- What to produce
Copy out every one of the rows below word for word, changing nothing.

[Rows from a collection]
>> START

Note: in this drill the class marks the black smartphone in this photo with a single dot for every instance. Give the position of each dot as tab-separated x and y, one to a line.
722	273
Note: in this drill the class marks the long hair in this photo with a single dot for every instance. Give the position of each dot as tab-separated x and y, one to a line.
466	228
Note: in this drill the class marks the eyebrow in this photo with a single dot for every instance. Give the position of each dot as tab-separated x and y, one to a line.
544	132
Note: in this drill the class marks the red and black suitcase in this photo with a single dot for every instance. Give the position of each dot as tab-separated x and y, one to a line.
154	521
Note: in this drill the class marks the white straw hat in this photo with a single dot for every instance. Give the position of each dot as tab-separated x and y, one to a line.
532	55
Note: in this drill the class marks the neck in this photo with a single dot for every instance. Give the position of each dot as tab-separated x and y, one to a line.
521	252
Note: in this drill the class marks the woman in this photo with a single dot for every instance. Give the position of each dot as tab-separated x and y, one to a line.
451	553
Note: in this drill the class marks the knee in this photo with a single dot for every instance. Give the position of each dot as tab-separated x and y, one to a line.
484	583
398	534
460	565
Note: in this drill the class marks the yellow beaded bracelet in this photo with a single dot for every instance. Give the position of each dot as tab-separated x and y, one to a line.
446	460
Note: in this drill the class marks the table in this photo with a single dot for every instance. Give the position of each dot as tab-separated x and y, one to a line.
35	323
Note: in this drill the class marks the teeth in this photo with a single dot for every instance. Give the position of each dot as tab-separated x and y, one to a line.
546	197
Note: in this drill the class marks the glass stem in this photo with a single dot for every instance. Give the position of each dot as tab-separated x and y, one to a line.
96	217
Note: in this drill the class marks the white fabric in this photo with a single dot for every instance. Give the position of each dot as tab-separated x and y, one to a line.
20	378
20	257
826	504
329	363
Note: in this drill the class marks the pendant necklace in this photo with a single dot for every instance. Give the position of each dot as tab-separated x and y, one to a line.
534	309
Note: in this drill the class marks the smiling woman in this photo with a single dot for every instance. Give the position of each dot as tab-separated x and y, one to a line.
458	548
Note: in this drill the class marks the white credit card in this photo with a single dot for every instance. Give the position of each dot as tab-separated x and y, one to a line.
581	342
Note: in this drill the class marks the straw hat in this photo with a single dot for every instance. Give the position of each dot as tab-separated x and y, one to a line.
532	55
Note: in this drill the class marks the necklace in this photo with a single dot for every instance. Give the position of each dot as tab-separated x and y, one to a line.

>> END

- Correct output
Note: in this drill the class marks the black smartphone in this photo with a single dot for every instance. Give the position of each dot as tab-separated x and y, one to a line.
722	273
Note: in this drill the class marks the long hair in this photo with a single dot for every instance. Give the position of each dot as tab-separated x and y, one to a line.
466	228
Note: in this drill the class marks the eyebrow in this photo with a single dot for every instance. Give the position of each dot as tab-separated x and y, one to a line.
544	132
Note: in this drill the class marks the red and black suitcase in this photo with a single dot for every instance. Give the position of each dot as tab-separated x and y, one to a line.
154	521
Note: in this drill the class marks the white straw hat in this photo with a single dot for every instance. Give the position of each dot as tab-separated x and y, one to a line.
532	55
Note: in this drill the class marks the neck in this photo with a single dot for every instance. Give the position of each dot as tab-separated x and y, one to a line.
521	252
Note: in this drill the class marks the woman in this photo with a single dot for every instance. Give the position of each dot as tab-separated x and y, one to a line.
451	553
Note: in this drill the class marks the knee in this photo with a single dot for every instance. Give the position of each dot as tab-separated x and y, one to a line.
484	583
398	534
460	565
Note: in this drill the class marks the yellow beaded bracelet in this photo with a single dot for every instance. Give the position of each dot as tab-separated x and y, one to a line.
446	460
Note: in this drill the class marks the table in this photo with a single dot for every instance. Give the position of each dot as tab-separated x and y, one to a line.
35	323
Note: in this drill the class marks the teeth in this photo with a single dot for every instance. Give the position of each dot as tab-separated x and y, one to a line.
546	197
Note: in this drill the class marks the glass stem in this photo with a single dot for every instance. Give the position of each dot as tab-separated x and y, one to a line.
96	217
Note: in this drill the class marks the white fabric in this photo with a single dot for every instance. Give the position of each dot as tab-separated x and y, one to a line.
20	378
20	257
826	504
329	363
Note: in this drill the class marks the pendant necklace in this photo with a single dot for every instance. Give the position of each dot as tab-separated x and y, one to a line.
534	309
Note: in this drill the class marks the smiling woman in this photo with a single dot for every instance. Give the position of each dot as tab-separated x and y, one to a line.
458	548
Note: in this drill the class marks the white credit card in this photo with a single dot for every instance. Give the position of each dot as tab-separated x and y, one to a line.
581	342
Note: in this drill the class marks the straw hat in this photo with a single dot for every instance. Give the position of each dot as tab-separated x and y, one to a line.
532	55
Note: in this drill the class marks the necklace in this photo with a single dot for every instance. Give the position of each dot as tab-separated x and y, one to a line.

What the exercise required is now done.